───── SOURCE EXTRACT ─────

One of the pieces of legislation currently completing its passage through the House is the Defamation Bill. The Bill aims to bring the law in this specialist but important area up to date to reflect modern social conditions.
But I fear in one significant area the legislation has missed an opportunity – in considering the special position of website operations. Individuals have had their careers blighted, firms have had their businesses destroyed and hotels and holiday operations have had their activities damaged by malicious postings which turn out to be without any foundation in truth.
The website operations argue that they are like postmen – the latter puts a letter through your door, the website operator puts it on to your laptop. Of course this is a false analogy – the website operator puts it onto, literally, millions of laptops. Redressing the balance and ensuring that the truth can be heard is very difficult.
I do not want to limited freedom of speech or comment, but equally I do not think the website operators can wash their hands of the matter.

─────

→ REQUEST
Reproduce, word for word, the stretch of the Defamation Bill commentary above that opens with the words containing "But I fear in" and closes with "foundation in truth.".

───── DATA EXCERPT ─────

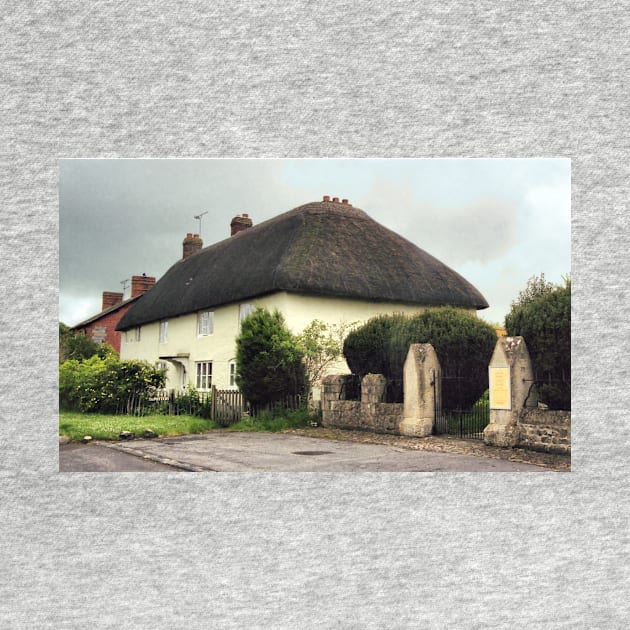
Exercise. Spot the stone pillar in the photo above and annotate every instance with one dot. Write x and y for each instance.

─────

→ SOLUTION
But I fear in one significant area the legislation has missed an opportunity – in considering the special position of website operations. Individuals have had their careers blighted, firms have had their businesses destroyed and hotels and holiday operations have had their activities damaged by malicious postings which turn out to be without any foundation in truth.